* [What needs to be done]: Format the items below as a numbered list, leaving out any blank lines.

* [Data for the task]:

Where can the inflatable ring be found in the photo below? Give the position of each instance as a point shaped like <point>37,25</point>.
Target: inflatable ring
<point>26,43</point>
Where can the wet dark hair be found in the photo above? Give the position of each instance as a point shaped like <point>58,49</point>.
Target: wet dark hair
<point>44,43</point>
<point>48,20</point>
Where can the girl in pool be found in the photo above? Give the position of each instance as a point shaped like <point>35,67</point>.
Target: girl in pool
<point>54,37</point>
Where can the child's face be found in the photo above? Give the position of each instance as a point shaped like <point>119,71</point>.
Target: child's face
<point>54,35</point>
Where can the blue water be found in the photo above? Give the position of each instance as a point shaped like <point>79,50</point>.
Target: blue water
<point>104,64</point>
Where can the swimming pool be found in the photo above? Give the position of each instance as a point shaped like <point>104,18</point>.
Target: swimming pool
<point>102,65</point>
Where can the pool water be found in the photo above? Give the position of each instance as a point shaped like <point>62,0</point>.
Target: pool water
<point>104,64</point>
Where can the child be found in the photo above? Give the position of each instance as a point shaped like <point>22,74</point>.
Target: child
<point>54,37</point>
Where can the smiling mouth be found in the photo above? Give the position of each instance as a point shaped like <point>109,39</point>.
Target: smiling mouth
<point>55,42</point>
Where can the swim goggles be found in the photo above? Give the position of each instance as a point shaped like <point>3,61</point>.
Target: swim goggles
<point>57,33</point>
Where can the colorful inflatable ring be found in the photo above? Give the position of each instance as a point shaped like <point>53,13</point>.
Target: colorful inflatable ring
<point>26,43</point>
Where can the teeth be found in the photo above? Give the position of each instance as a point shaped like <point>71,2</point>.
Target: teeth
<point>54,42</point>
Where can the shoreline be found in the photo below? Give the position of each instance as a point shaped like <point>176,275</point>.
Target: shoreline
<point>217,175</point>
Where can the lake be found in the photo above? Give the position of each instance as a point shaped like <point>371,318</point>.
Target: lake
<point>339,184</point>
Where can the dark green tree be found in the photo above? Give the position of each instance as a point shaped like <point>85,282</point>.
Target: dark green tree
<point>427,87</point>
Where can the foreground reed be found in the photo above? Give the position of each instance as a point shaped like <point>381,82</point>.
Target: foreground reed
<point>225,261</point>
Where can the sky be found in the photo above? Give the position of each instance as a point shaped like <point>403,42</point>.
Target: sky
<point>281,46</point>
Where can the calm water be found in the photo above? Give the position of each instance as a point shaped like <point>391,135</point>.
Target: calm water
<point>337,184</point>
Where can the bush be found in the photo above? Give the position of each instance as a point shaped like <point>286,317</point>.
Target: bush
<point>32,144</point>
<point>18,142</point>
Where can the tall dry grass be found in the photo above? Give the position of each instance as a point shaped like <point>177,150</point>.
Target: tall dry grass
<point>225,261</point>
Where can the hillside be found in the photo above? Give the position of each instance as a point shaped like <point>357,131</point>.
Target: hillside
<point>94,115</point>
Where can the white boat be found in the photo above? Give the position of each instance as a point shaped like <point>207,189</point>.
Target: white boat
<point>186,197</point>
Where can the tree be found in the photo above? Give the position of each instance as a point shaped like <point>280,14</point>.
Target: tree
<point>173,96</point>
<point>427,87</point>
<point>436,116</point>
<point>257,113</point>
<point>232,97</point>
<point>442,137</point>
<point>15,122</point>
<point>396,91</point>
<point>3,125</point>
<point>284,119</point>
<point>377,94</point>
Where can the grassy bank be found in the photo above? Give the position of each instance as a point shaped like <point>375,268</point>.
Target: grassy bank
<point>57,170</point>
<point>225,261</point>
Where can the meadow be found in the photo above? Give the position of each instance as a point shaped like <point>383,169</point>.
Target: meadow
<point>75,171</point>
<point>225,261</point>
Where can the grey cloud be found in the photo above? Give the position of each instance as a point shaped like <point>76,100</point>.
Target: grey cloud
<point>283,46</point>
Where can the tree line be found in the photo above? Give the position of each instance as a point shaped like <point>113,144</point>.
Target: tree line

* [Final result]:
1. Where can the inflatable ring be found in the photo below? Give the position of each instance as a point shaped like <point>37,25</point>.
2. Target: inflatable ring
3. <point>26,43</point>
4. Where can the wet dark hair be found in the photo above? Give the position of each instance as a point shaped like <point>58,49</point>.
5. Target: wet dark hair
6. <point>44,43</point>
7. <point>48,20</point>
8. Where can the girl in pool be found in the photo above? Give the position of each instance as a point shaped like <point>35,67</point>.
9. Target: girl in pool
10. <point>54,37</point>
11. Where can the child's face be found in the photo above? Give the position of each instance as a point shaped like <point>119,71</point>.
12. Target: child's face
13. <point>54,35</point>
14. Where can the blue water be found in the photo above? Give the position of each instance as a point shaped like <point>79,50</point>.
15. Target: blue water
16. <point>104,64</point>
17. Where can the swimming pool be found in the photo above? Give the position of each instance as a point shaped like <point>104,18</point>.
18. Target: swimming pool
19. <point>102,65</point>
20. Where can the pool water be found in the photo above? Give the position of each instance as a point shaped like <point>62,0</point>.
21. Target: pool water
22. <point>104,64</point>
23. Where can the child be found in the photo above? Give the position of each instance as a point shaped like <point>22,74</point>.
24. Target: child
25. <point>54,37</point>
26. Where can the smiling mouth be found in the photo above? Give the position of each instance as a point shaped like <point>109,39</point>.
27. Target: smiling mouth
28. <point>55,42</point>
29. Where can the swim goggles be found in the photo above? Give the position of each instance as a point shaped like <point>3,61</point>.
30. Target: swim goggles
31. <point>57,33</point>
32. Where can the colorful inflatable ring be found in the photo above? Give the position of each instance as a point shaped like <point>53,13</point>.
33. Target: colorful inflatable ring
34. <point>26,43</point>
35. Where can the teeth be found in the photo above? Give the position of each instance as a point shaped like <point>71,2</point>.
36. Target: teeth
37. <point>54,42</point>
38. Where can the shoreline be found in the photo below? Give the position of each instance as a point shaped like <point>176,275</point>.
39. Target: shoreline
40. <point>217,175</point>
41. Where can the lake be found in the photo above? Give the position of each instance as a point shaped like <point>371,318</point>.
42. Target: lake
43. <point>339,184</point>
44. Where can the dark green tree be found in the photo above? Give the position of each instance as a point shaped like <point>85,282</point>.
45. Target: dark green tree
46. <point>427,87</point>
47. Where can the foreground reed be found in the photo above? Give the position of each instance as a point shaped like <point>381,82</point>.
48. Target: foreground reed
49. <point>225,261</point>
50. Where can the sky be found in the photo above? Give the position of each instance as a point shaped like <point>403,42</point>.
51. Target: sky
52. <point>281,46</point>
53. Where can the calm water be found in the photo above? Give the position of each instance as a point shaped like <point>391,135</point>.
54. Target: calm water
55. <point>337,184</point>
56. Where can the bush be found in the photo above? Give the position of each instance as a point shaped like <point>286,317</point>.
57. Target: bush
58. <point>32,144</point>
59. <point>18,142</point>
60. Where can the tall dry grass be found in the photo above? Give the position of each instance as a point shaped like <point>177,150</point>.
61. Target: tall dry grass
62. <point>225,261</point>
63. Where can the hillside be found in the photo above? Give the position of each instance as a point shaped like <point>357,131</point>.
64. Target: hillside
65. <point>94,115</point>
66. Where can the white boat be found in the photo above? Give the position of each instance as a point shaped like <point>207,189</point>.
67. Target: white boat
68. <point>186,197</point>
69. Where can the tree be found in the photo above? Give the position of each instance as a point shaped like <point>280,14</point>.
70. Target: tree
71. <point>173,96</point>
72. <point>427,87</point>
73. <point>436,116</point>
74. <point>257,113</point>
75. <point>232,97</point>
76. <point>442,137</point>
77. <point>15,122</point>
78. <point>396,91</point>
79. <point>3,125</point>
80. <point>284,119</point>
81. <point>377,94</point>
82. Where can the grassy bank be found in the photo above? Give the position of each instance as a point shaped like <point>375,268</point>.
83. Target: grassy bank
84. <point>57,170</point>
85. <point>225,261</point>
86. Where can the meadow be found in the photo above? Give the position of each instance as a point shaped like <point>383,169</point>.
87. Target: meadow
88. <point>75,171</point>
89. <point>225,261</point>
90. Where can the grey cloud be found in the photo above? Give the position of each instance as a point shaped like <point>76,100</point>.
91. Target: grey cloud
92. <point>283,46</point>
93. Where can the tree line be found in the photo above? Give the position of each instance as a point shaped like <point>113,144</point>.
94. Target: tree line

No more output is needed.